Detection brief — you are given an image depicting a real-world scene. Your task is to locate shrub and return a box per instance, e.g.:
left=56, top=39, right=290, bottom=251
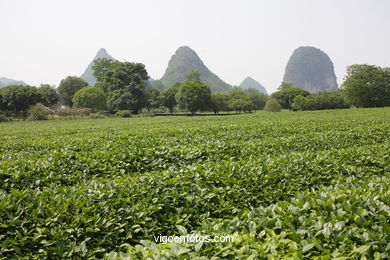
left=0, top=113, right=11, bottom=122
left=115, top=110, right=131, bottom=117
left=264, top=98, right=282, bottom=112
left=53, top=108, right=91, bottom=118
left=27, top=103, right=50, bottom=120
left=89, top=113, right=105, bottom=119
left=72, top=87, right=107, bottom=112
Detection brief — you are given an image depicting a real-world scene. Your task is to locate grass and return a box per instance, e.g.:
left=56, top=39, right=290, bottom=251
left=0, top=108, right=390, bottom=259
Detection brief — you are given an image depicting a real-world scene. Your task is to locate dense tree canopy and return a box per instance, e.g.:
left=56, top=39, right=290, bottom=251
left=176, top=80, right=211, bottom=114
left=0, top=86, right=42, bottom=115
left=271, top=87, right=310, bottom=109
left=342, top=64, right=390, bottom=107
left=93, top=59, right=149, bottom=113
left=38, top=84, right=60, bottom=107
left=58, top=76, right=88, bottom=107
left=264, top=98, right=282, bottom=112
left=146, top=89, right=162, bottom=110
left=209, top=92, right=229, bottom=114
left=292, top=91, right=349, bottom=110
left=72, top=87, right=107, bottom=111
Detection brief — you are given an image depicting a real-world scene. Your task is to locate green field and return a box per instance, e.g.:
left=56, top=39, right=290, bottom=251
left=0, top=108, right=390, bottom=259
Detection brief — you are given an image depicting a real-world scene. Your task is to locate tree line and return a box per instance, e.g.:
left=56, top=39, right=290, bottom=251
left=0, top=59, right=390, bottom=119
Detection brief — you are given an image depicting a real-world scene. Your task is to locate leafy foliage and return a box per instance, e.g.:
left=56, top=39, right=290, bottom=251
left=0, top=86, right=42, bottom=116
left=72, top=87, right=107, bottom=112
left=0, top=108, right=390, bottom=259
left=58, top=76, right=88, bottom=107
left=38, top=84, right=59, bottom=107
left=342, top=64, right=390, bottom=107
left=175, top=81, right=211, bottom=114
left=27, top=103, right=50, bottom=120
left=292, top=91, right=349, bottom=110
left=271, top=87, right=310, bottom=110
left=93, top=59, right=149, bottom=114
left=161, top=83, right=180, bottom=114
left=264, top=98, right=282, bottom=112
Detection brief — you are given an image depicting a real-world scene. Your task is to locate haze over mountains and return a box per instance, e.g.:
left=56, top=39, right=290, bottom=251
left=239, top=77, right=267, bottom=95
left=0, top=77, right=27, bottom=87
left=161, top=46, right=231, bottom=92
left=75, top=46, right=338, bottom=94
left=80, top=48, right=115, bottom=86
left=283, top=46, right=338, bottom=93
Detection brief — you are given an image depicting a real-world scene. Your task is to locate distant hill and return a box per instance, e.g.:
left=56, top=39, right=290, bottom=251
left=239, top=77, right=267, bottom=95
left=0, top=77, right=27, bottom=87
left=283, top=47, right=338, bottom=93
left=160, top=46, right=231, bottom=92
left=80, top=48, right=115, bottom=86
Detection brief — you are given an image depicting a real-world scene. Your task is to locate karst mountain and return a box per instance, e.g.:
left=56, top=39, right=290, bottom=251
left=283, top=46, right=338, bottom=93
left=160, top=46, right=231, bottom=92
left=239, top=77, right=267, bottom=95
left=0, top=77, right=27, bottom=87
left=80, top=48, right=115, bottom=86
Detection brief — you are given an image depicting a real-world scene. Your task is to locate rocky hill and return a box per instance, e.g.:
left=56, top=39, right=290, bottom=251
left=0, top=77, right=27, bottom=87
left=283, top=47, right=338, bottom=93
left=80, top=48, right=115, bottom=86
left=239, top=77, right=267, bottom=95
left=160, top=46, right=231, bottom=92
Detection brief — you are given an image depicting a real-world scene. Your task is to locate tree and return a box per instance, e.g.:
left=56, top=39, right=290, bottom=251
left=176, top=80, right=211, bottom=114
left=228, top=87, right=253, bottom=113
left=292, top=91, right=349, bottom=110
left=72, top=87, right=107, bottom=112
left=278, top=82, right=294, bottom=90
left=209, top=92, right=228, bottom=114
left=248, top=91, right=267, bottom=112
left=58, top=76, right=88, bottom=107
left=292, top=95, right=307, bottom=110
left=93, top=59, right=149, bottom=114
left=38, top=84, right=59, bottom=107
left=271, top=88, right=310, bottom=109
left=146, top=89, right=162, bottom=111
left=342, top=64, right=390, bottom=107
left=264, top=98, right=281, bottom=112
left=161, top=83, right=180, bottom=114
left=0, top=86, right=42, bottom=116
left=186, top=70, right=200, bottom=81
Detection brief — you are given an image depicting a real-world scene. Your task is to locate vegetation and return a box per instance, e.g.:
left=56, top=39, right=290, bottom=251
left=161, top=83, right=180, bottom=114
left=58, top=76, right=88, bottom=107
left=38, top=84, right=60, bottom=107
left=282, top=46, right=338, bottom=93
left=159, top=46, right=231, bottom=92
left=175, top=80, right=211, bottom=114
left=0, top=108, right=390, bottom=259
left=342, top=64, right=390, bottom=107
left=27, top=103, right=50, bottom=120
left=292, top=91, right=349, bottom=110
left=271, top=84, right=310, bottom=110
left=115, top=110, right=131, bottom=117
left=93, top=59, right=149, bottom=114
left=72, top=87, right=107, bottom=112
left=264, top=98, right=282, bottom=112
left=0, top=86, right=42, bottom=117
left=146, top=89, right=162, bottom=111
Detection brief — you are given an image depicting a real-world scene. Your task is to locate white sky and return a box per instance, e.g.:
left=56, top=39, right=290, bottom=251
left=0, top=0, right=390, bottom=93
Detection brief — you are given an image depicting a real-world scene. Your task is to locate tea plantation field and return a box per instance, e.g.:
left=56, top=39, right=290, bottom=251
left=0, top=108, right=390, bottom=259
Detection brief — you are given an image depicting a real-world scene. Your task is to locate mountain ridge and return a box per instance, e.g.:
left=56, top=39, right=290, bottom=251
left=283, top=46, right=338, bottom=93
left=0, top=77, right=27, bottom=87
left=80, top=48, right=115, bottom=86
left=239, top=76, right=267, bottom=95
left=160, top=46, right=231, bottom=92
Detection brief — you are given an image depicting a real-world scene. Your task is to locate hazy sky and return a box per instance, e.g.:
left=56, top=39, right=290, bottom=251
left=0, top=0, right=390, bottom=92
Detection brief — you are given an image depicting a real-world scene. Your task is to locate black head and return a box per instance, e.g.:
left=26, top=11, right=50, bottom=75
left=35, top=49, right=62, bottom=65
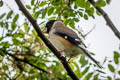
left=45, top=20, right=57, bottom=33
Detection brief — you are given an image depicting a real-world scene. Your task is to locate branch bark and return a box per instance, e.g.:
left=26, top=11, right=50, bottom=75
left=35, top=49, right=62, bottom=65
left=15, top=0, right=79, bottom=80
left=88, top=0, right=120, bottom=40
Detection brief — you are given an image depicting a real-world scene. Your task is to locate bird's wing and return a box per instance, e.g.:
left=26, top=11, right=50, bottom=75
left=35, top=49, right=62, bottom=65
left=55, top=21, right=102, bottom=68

********************

WHAT YOU HAVE TO DO:
Reproduce the lines from the one containing "locate tree and" through the one containing "left=0, top=0, right=390, bottom=93", inclusive, with "Detection brief" renamed to "Annotation brief" throughout and nothing else altered.

EXERCISE ANSWER:
Annotation brief — you are given an image depicting a real-world scene. Your task is to locate tree and return a box per instance, e.g.:
left=56, top=39, right=290, bottom=251
left=176, top=80, right=211, bottom=114
left=228, top=87, right=253, bottom=113
left=292, top=91, right=349, bottom=110
left=72, top=87, right=107, bottom=112
left=278, top=82, right=294, bottom=90
left=209, top=92, right=228, bottom=114
left=248, top=91, right=267, bottom=112
left=58, top=76, right=88, bottom=107
left=292, top=95, right=307, bottom=110
left=93, top=59, right=149, bottom=114
left=38, top=84, right=59, bottom=107
left=271, top=88, right=310, bottom=109
left=146, top=89, right=162, bottom=111
left=342, top=64, right=390, bottom=107
left=264, top=98, right=281, bottom=112
left=161, top=83, right=180, bottom=114
left=0, top=86, right=42, bottom=116
left=186, top=70, right=200, bottom=81
Annotation brief — you are given an image depicting a real-world scene. Your task is to locate vegetation and return a box per instance, e.g.:
left=56, top=39, right=290, bottom=251
left=161, top=83, right=180, bottom=114
left=58, top=76, right=88, bottom=107
left=38, top=84, right=60, bottom=107
left=282, top=46, right=338, bottom=93
left=159, top=46, right=231, bottom=92
left=175, top=80, right=211, bottom=114
left=0, top=108, right=390, bottom=259
left=342, top=64, right=390, bottom=107
left=27, top=103, right=50, bottom=120
left=292, top=91, right=349, bottom=110
left=271, top=84, right=310, bottom=110
left=115, top=110, right=131, bottom=117
left=93, top=59, right=149, bottom=114
left=72, top=87, right=107, bottom=112
left=264, top=98, right=282, bottom=112
left=0, top=86, right=42, bottom=117
left=146, top=89, right=162, bottom=111
Annotation brief — you are given an image depicting a real-world scene. Your task is to locate white sky and return a box per instance, e.g.:
left=56, top=39, right=290, bottom=251
left=0, top=0, right=390, bottom=93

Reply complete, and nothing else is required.